Wednesday, January 20th, 2010
Wildlife Protection Association of Australia Inc has been monitoring wildlife incidents since 1997, and notes that the illegal killing of wildlife has increased dramatically during the last 12 years. In earlier years, wildlife shooting and other incidents occurred each couple of months, but now in 2009 there are incidents of illegal killing and injuring of wildlife across Australia every week, or more.

Mostly it involves the illegal shooting of kangaroos, but also wombats and other wildlife are being targeted. Bow and arrow attacks on kangaroos have also become much more prevalent in last few years. Hunting bows can be freely purchased from any secondhand shop.

Some incidents include a live possum thrown on a hot barbeque on Keppel Island, a koala having its feet chopped off at Kallangur in Queensland, flying foxes shot and burnt near Mackay, and many incidents of kangaroos and wallabies being shot with bow and arrows, or chased in a vehicle and run over. A large number of crows and magpies have been found poisoned. The offences are widespread throughout the country, often on Parks, Golf Clubs or University grounds after hours. Victoria, NSW, Queensland and West Australia seem to host the worst and most frequent offences. Just last week a kangaroo was sighted hopping around on the Yanchep Golf Club in WA with an arrow through it's body, and this week another was killed with a bow and arrow at Mandura, South of Perth, which has hosted three bow and arrow attacks on kangaroos in the last three weeks prior to Christmas.

Since 1997 the Wildlife Protection Association of Australia Inc has been monitoring news outlets and wildlife group newsletters about these incidents for our weekly eZine, Wildlife Bytes. A very noticable increase in wildlife killings and cruelty offences against wildlife has occured in the last few years. Boredom may play a role in this escalation of attacks, but guns and bows and arrows are easily obtainable, legally or through the blackmarket, and thought to be the main reason.

Also State Governments hand out Permits over the phone to primary producers and others to kill wildlife, so that's creating a perception in some sections of the community that wildlife has no value, and anyone can kill it.

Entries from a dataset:
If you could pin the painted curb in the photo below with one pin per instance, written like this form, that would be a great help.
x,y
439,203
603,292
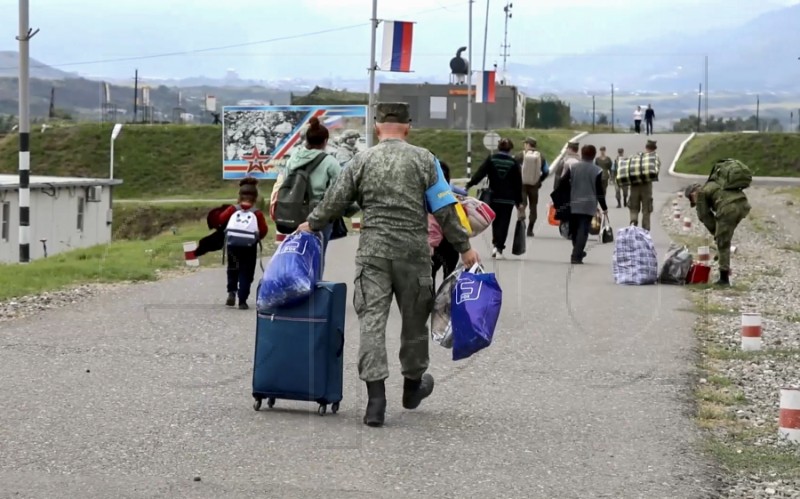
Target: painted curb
x,y
756,180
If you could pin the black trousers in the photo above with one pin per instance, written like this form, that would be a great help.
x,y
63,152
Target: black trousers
x,y
501,224
579,231
241,270
444,257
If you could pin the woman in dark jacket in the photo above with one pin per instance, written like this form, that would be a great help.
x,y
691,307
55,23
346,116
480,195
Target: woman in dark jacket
x,y
505,187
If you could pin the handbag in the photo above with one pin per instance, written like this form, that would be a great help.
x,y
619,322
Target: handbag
x,y
475,309
607,234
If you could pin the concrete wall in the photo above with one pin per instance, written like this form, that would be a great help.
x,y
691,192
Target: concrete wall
x,y
451,101
55,218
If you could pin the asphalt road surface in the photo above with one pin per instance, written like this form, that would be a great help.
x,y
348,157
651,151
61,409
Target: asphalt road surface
x,y
584,393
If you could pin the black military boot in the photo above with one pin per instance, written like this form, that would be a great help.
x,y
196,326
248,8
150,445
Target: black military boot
x,y
415,391
376,405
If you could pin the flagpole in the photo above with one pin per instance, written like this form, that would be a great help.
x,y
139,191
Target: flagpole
x,y
469,95
372,67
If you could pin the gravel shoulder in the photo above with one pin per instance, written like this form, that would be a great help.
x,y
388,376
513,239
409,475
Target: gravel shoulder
x,y
738,392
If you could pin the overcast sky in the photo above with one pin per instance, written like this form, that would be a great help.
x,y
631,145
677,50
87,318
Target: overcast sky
x,y
103,30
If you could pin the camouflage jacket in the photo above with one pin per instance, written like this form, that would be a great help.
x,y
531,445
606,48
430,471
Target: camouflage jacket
x,y
715,203
388,181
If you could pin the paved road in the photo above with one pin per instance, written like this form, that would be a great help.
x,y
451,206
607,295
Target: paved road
x,y
583,394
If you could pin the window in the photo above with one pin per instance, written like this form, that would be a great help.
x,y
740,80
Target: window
x,y
81,209
438,108
6,221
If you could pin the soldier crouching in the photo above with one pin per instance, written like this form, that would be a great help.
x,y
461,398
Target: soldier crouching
x,y
391,182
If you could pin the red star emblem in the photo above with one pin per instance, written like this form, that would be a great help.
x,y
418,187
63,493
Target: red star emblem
x,y
255,161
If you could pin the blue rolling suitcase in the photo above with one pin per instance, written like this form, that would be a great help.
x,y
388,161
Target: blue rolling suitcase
x,y
299,350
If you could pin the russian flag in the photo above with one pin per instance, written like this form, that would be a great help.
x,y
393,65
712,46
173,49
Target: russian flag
x,y
485,87
397,37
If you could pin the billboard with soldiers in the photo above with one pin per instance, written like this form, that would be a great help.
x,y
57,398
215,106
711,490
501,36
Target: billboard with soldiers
x,y
258,140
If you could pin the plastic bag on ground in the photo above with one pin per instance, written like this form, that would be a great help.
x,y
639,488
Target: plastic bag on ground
x,y
676,266
292,273
441,326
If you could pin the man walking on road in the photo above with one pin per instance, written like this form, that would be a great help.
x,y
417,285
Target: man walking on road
x,y
649,116
586,191
534,171
394,183
617,187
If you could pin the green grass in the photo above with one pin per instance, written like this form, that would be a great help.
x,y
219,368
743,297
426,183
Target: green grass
x,y
183,161
767,154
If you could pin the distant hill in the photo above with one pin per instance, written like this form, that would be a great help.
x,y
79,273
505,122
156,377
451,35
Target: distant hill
x,y
9,68
758,56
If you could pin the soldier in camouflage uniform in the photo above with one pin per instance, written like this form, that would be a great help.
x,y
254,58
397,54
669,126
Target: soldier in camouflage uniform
x,y
389,182
347,146
720,210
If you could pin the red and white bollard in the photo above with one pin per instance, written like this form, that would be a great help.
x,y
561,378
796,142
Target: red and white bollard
x,y
789,418
704,254
188,254
751,331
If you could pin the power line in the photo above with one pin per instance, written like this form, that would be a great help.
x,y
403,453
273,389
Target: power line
x,y
223,47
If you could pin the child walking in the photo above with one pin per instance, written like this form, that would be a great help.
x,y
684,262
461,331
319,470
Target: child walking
x,y
245,228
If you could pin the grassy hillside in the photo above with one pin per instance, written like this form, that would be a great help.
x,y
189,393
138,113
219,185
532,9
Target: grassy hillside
x,y
182,161
767,154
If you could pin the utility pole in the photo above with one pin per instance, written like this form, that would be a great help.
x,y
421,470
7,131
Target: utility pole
x,y
483,66
25,35
372,67
506,46
612,108
469,95
135,95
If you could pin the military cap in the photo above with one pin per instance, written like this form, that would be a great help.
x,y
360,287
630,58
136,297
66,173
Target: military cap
x,y
689,191
392,112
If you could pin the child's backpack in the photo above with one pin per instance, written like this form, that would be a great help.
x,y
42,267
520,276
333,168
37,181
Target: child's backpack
x,y
293,204
242,229
731,174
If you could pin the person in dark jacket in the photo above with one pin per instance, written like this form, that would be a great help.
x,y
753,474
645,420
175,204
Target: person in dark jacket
x,y
505,184
586,191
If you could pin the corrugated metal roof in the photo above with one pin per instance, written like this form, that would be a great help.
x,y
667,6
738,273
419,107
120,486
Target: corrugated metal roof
x,y
9,182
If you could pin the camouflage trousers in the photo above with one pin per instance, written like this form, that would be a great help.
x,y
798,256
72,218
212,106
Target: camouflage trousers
x,y
377,281
641,200
727,221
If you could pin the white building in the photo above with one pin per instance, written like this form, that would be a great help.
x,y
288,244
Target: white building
x,y
66,212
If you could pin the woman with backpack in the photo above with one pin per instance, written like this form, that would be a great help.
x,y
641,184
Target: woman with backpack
x,y
505,191
245,228
324,170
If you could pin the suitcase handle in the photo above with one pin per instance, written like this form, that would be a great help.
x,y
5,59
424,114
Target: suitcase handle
x,y
341,345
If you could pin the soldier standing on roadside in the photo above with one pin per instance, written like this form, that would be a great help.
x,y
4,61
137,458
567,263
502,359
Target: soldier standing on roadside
x,y
391,182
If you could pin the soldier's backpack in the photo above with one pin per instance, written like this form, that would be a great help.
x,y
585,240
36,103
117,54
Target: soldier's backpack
x,y
531,167
731,174
293,203
242,229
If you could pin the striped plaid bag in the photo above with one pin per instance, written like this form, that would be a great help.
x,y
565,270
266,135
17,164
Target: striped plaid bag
x,y
638,169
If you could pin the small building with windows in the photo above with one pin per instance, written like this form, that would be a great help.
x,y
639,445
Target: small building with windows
x,y
66,213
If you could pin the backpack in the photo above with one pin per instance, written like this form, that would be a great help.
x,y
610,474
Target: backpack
x,y
731,174
293,203
531,167
242,229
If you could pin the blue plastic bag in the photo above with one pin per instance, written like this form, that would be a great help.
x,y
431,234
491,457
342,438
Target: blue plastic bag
x,y
474,311
292,273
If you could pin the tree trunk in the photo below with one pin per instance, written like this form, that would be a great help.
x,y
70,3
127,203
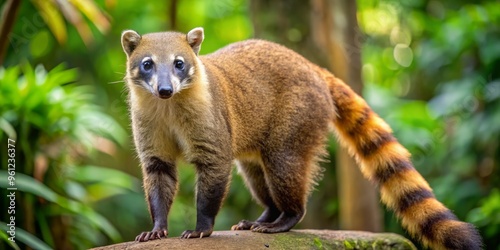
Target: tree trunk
x,y
335,29
9,13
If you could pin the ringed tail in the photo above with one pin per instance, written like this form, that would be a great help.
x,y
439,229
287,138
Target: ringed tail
x,y
386,162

▶ [Written problem A]
Show each line of the rows that contains the string "handle".
▶ [Written problem B]
Proceed with the article on illegal wildlife killing, starting right after its final sentence.
The article on illegal wildlife killing and the rows were taken from unrelated sources.

▶ [Expected answer A]
If you could pin the suitcase handle in the photo above with one pin per instance, written like this form, that would be a great help.
Target: suitcase handle

▶ [Expected answer B]
Four years ago, in a letter to former Prime Minister John Howard, the Wildlife Protection Association of Australia Inc asked for another gun buyback to reduce gun offences against wildlife. In his reply, the PM admitted there was a gun problem, but said no buyback was being planned. With Climate Change, hunting, and habitat loss having a dramatic impact on our wildlife populations, every native animal and bird needs to be protected.

In just the first 3 weeks of 2010, a live wallaby was found in WA with both ears cut off, 2 possums and 2 cockatoos were shot in Victoria with a bow and arrow, and again in Victoria someone put a possum and her baby in a sack and dumped it on the side of the road. In Queensland this week someone shot a koala and then shot her baby. The violence against wildlife has to stop.

Pat O'Brien, President, WPAA

Contact Profile

Wildlife Protection Association of Australia Inc

Our Vision is to secure a future where our wildlife is free to live and prosper in a safe and natural environment. Our Mission is to to conserve and protect the wildlife of Australia by all lawful means. The members of WPAA are dedicated and committed to the principles of wildlife protection. We are a non-profit community-based group pledged to campaign against all actions which threaten the current or future of our wildlife, and to promote positive community attitudes towards wildlife through advocacy, communication and education.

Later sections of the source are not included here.